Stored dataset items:
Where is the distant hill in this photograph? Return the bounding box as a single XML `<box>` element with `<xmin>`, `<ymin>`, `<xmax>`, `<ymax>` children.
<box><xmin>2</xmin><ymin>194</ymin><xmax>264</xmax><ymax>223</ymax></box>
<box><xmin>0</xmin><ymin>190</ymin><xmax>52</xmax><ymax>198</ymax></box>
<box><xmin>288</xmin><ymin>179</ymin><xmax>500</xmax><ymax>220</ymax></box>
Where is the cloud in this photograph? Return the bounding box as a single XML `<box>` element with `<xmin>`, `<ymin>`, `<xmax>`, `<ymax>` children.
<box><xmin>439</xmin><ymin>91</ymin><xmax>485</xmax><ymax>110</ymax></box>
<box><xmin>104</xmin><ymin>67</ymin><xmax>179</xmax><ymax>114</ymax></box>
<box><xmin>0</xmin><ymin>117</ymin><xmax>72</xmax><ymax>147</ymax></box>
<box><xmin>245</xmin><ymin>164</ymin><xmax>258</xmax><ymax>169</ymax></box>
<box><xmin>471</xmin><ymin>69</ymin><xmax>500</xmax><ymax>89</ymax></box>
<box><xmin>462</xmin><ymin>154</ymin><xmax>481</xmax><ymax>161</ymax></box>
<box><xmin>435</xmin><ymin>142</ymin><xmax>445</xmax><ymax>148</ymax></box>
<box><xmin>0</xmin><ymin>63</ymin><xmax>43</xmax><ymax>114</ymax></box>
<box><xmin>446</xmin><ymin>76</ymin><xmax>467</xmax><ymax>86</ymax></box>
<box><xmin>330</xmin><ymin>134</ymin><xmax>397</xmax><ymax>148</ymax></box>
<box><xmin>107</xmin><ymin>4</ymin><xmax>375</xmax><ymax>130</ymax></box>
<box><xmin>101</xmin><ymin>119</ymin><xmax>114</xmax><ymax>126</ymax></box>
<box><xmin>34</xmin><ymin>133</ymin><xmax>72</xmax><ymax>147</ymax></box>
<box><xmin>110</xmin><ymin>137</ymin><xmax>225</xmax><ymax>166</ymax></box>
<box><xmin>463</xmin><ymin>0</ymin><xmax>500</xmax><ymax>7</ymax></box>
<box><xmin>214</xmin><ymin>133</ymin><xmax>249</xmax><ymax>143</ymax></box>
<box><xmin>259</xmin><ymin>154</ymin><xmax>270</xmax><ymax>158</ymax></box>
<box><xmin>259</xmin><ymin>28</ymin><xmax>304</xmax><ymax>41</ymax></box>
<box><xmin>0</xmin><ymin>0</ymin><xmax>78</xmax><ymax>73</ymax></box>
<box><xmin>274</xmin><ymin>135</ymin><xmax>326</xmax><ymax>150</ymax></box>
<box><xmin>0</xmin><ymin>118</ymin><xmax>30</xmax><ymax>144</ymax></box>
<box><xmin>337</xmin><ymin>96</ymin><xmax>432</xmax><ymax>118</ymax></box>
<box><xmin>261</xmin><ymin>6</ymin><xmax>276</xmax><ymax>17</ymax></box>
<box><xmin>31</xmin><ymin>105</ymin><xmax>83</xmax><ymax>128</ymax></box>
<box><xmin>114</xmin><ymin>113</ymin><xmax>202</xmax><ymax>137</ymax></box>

■ What you have to do:
Write out the data a second time, exactly the same.

■ Solution for this problem:
Where is the distant hill in this photograph? Return the bounding box as a single XML `<box>` element with `<xmin>`, `<ymin>`, `<xmax>`, `<ymax>` children.
<box><xmin>2</xmin><ymin>194</ymin><xmax>264</xmax><ymax>223</ymax></box>
<box><xmin>0</xmin><ymin>190</ymin><xmax>52</xmax><ymax>198</ymax></box>
<box><xmin>288</xmin><ymin>179</ymin><xmax>500</xmax><ymax>220</ymax></box>
Where is the cloud in this photograph? Return the bounding box as a single XML `<box>` element with `<xmin>`, `<ymin>`, `<xmax>`, `<ymax>` children.
<box><xmin>439</xmin><ymin>91</ymin><xmax>485</xmax><ymax>110</ymax></box>
<box><xmin>104</xmin><ymin>67</ymin><xmax>179</xmax><ymax>114</ymax></box>
<box><xmin>0</xmin><ymin>117</ymin><xmax>72</xmax><ymax>147</ymax></box>
<box><xmin>245</xmin><ymin>164</ymin><xmax>258</xmax><ymax>169</ymax></box>
<box><xmin>471</xmin><ymin>69</ymin><xmax>500</xmax><ymax>89</ymax></box>
<box><xmin>462</xmin><ymin>154</ymin><xmax>481</xmax><ymax>161</ymax></box>
<box><xmin>435</xmin><ymin>142</ymin><xmax>445</xmax><ymax>148</ymax></box>
<box><xmin>0</xmin><ymin>63</ymin><xmax>43</xmax><ymax>114</ymax></box>
<box><xmin>446</xmin><ymin>76</ymin><xmax>467</xmax><ymax>86</ymax></box>
<box><xmin>330</xmin><ymin>134</ymin><xmax>397</xmax><ymax>148</ymax></box>
<box><xmin>107</xmin><ymin>4</ymin><xmax>375</xmax><ymax>130</ymax></box>
<box><xmin>101</xmin><ymin>119</ymin><xmax>114</xmax><ymax>126</ymax></box>
<box><xmin>34</xmin><ymin>133</ymin><xmax>72</xmax><ymax>147</ymax></box>
<box><xmin>110</xmin><ymin>137</ymin><xmax>225</xmax><ymax>166</ymax></box>
<box><xmin>463</xmin><ymin>0</ymin><xmax>500</xmax><ymax>7</ymax></box>
<box><xmin>214</xmin><ymin>133</ymin><xmax>249</xmax><ymax>143</ymax></box>
<box><xmin>259</xmin><ymin>154</ymin><xmax>270</xmax><ymax>158</ymax></box>
<box><xmin>259</xmin><ymin>28</ymin><xmax>304</xmax><ymax>41</ymax></box>
<box><xmin>0</xmin><ymin>0</ymin><xmax>78</xmax><ymax>73</ymax></box>
<box><xmin>274</xmin><ymin>135</ymin><xmax>326</xmax><ymax>150</ymax></box>
<box><xmin>0</xmin><ymin>118</ymin><xmax>30</xmax><ymax>144</ymax></box>
<box><xmin>337</xmin><ymin>96</ymin><xmax>432</xmax><ymax>118</ymax></box>
<box><xmin>261</xmin><ymin>6</ymin><xmax>276</xmax><ymax>17</ymax></box>
<box><xmin>31</xmin><ymin>105</ymin><xmax>83</xmax><ymax>128</ymax></box>
<box><xmin>114</xmin><ymin>113</ymin><xmax>202</xmax><ymax>137</ymax></box>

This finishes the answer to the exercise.